Supplied material:
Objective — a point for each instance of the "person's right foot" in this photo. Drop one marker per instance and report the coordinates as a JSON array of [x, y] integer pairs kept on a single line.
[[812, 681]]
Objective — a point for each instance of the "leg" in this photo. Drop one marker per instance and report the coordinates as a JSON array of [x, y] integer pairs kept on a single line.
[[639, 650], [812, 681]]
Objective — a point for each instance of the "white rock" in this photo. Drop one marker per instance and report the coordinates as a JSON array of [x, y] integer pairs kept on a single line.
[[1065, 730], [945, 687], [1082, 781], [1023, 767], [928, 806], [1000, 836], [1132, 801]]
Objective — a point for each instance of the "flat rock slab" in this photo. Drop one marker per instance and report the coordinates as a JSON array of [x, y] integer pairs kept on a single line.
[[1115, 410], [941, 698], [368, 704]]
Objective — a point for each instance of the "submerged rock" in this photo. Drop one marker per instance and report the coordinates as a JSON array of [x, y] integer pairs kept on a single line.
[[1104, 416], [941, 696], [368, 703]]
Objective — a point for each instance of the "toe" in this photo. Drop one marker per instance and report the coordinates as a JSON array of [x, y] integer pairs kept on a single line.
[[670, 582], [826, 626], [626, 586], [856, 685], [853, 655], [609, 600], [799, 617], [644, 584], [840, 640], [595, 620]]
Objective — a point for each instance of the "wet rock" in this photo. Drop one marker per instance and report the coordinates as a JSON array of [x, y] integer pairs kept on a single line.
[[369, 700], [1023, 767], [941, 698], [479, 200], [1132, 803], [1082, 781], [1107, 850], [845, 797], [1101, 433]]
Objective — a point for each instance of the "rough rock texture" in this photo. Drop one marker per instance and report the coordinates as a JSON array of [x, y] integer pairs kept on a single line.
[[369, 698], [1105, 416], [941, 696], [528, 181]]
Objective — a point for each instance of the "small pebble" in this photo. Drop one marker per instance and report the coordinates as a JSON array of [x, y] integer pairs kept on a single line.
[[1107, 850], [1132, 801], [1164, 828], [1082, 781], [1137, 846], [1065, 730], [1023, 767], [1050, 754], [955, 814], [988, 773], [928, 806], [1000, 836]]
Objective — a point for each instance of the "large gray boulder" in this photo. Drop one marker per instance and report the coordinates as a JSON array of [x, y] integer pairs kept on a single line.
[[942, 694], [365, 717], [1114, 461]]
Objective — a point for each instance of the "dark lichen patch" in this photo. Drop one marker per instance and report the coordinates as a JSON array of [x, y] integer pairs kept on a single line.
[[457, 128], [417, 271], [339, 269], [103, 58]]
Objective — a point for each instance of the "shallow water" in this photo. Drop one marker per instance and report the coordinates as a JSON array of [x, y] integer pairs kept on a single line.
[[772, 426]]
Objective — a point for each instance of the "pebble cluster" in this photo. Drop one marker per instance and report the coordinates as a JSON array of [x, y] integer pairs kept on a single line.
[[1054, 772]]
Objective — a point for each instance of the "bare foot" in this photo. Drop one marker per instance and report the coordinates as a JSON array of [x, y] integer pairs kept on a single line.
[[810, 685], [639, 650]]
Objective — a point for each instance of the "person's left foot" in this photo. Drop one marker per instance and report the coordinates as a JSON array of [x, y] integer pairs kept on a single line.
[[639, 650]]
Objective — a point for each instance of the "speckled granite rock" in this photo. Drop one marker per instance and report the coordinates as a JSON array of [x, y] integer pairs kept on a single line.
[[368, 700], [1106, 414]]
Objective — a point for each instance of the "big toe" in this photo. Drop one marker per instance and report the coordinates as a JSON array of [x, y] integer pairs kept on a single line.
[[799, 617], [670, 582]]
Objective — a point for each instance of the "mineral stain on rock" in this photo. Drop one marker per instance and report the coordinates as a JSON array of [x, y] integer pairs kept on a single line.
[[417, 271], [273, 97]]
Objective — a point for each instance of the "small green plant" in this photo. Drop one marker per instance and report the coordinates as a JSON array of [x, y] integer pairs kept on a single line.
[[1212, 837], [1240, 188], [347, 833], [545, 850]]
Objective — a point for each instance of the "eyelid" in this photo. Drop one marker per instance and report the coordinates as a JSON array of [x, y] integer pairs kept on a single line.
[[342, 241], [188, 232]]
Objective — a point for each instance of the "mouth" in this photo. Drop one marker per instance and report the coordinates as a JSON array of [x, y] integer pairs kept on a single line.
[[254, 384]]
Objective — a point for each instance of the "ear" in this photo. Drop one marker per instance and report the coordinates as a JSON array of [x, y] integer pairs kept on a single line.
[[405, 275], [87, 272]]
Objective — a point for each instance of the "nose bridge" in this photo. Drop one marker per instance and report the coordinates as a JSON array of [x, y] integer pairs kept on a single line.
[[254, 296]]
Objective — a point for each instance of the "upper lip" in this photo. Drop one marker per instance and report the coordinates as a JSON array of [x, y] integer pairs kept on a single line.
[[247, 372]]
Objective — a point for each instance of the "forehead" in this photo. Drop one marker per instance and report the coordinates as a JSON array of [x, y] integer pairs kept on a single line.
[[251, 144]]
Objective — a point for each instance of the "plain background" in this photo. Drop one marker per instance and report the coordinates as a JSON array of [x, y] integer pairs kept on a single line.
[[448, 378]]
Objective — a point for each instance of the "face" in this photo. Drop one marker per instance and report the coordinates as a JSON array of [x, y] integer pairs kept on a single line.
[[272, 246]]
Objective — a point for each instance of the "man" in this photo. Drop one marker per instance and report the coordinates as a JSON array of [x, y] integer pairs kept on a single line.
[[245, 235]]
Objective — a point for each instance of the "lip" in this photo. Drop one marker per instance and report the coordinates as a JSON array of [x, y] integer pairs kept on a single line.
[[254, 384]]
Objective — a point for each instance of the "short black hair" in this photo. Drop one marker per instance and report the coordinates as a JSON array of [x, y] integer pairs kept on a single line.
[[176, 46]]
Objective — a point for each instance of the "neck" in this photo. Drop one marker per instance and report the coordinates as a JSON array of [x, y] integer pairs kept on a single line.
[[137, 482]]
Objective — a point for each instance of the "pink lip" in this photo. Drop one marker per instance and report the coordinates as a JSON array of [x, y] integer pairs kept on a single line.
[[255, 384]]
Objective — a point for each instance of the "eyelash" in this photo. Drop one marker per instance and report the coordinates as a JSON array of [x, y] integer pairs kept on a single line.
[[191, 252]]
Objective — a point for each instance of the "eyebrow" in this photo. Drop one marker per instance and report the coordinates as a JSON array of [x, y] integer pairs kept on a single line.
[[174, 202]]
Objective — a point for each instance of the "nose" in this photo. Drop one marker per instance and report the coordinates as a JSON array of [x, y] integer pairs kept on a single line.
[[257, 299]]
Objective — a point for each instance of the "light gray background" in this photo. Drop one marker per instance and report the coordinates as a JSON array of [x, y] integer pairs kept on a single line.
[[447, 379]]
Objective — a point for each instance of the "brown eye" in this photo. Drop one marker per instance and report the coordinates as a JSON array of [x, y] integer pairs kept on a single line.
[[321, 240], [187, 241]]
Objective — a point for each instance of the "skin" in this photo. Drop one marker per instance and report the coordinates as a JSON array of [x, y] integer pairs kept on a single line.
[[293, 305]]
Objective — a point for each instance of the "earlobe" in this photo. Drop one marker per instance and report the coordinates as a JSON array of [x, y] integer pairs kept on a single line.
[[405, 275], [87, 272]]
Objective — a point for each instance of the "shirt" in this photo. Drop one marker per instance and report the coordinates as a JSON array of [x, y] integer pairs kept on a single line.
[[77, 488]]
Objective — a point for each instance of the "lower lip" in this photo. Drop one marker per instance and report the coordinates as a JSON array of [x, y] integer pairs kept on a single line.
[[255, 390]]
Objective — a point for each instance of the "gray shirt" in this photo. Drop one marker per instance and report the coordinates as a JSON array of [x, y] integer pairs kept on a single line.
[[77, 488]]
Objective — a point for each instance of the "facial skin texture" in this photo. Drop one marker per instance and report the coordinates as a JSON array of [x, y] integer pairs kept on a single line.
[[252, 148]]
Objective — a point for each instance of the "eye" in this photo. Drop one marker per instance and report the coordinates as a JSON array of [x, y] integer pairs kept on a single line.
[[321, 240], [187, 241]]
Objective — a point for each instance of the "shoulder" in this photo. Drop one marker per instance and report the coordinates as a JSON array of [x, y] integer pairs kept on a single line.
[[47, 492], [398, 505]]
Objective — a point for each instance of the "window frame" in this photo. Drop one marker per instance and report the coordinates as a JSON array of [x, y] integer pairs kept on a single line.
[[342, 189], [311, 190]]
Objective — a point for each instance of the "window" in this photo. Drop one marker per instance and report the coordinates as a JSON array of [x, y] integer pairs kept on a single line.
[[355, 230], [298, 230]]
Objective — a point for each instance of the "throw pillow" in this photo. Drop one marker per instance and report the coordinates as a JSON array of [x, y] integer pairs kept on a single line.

Given problem:
Tally the lines above that contain the string "texture", treating case as significant, and give only the count.

Task response:
2